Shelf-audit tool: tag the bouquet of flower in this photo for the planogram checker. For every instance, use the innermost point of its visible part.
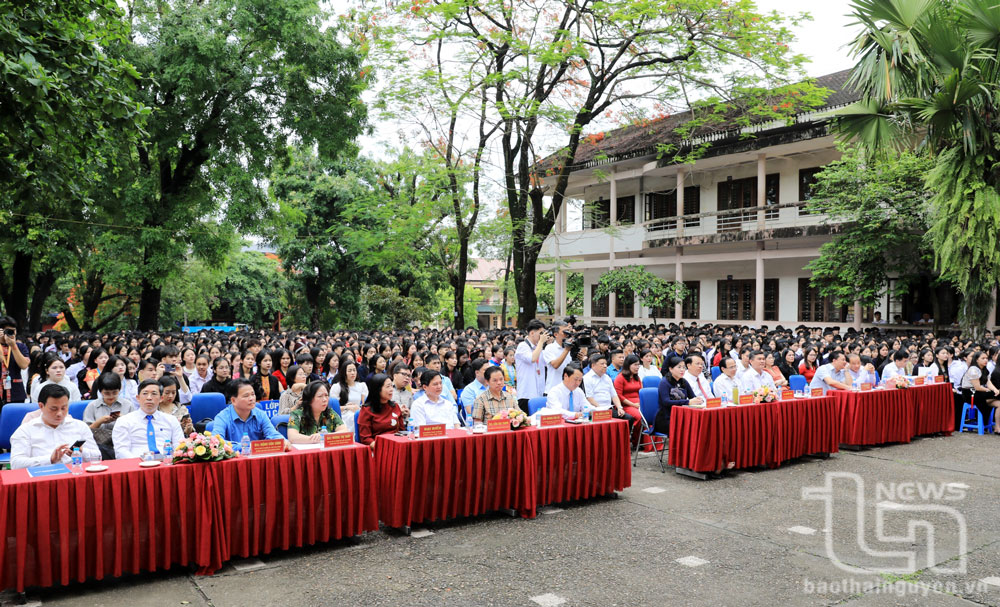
(518, 419)
(205, 447)
(764, 394)
(898, 381)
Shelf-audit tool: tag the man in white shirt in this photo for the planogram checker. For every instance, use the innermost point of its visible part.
(49, 438)
(556, 355)
(146, 428)
(831, 375)
(755, 376)
(695, 376)
(432, 408)
(600, 389)
(566, 397)
(726, 384)
(897, 366)
(529, 364)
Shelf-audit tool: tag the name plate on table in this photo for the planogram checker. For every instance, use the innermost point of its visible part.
(601, 416)
(50, 470)
(498, 425)
(267, 446)
(549, 420)
(338, 439)
(431, 430)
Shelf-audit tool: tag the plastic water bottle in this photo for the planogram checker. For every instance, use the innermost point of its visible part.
(77, 461)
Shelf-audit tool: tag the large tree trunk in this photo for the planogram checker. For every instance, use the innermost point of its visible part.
(43, 287)
(149, 307)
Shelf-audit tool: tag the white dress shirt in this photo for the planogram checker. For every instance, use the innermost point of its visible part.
(699, 385)
(751, 380)
(530, 376)
(425, 411)
(34, 441)
(599, 387)
(561, 400)
(553, 375)
(129, 435)
(725, 385)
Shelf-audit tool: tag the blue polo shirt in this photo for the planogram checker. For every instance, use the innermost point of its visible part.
(229, 425)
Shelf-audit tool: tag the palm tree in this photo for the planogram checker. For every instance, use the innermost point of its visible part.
(928, 73)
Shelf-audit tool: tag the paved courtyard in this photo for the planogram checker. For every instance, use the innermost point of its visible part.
(746, 539)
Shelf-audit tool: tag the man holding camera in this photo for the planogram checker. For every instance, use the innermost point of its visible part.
(557, 354)
(10, 374)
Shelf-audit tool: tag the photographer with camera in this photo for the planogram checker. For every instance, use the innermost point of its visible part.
(10, 374)
(530, 367)
(557, 353)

YOUR TASK: The answer should be an exact copy of the lines from the one containing "Shelf-audit tool: tag the white" through the last line of the entries, both included.

TASK RESULT:
Shelf-audit tool: tag the white dress shirt in this photo for the planogram checker. For every instance, use the innermost point of its visible part.
(699, 385)
(751, 380)
(530, 376)
(425, 411)
(34, 441)
(599, 387)
(561, 400)
(553, 375)
(129, 435)
(725, 385)
Shelf-audit tool: tag the blue polo shirt in this photo for the planogram checker. For every instance, use the innermost point of its visible part.
(229, 425)
Shelf-audit tool: tag the palm tree in this photo for the planogram checker. For every instance, use the innermost point of its visible part.
(928, 73)
Shelf-audit tool: tag the paved courtyard in this photo for the planogram checker. For every instance, use the innermost point of its visible part.
(746, 539)
Shelf-audit tool: tag the man holding camera in this photo for the planogram checker. For every instance, use the innermost point of its visible part.
(557, 354)
(10, 374)
Shelf-audit tool: tag the photographer with camera in this photo for the planogram checker. For every instance, use the innermost point of its visible part.
(10, 374)
(530, 367)
(557, 353)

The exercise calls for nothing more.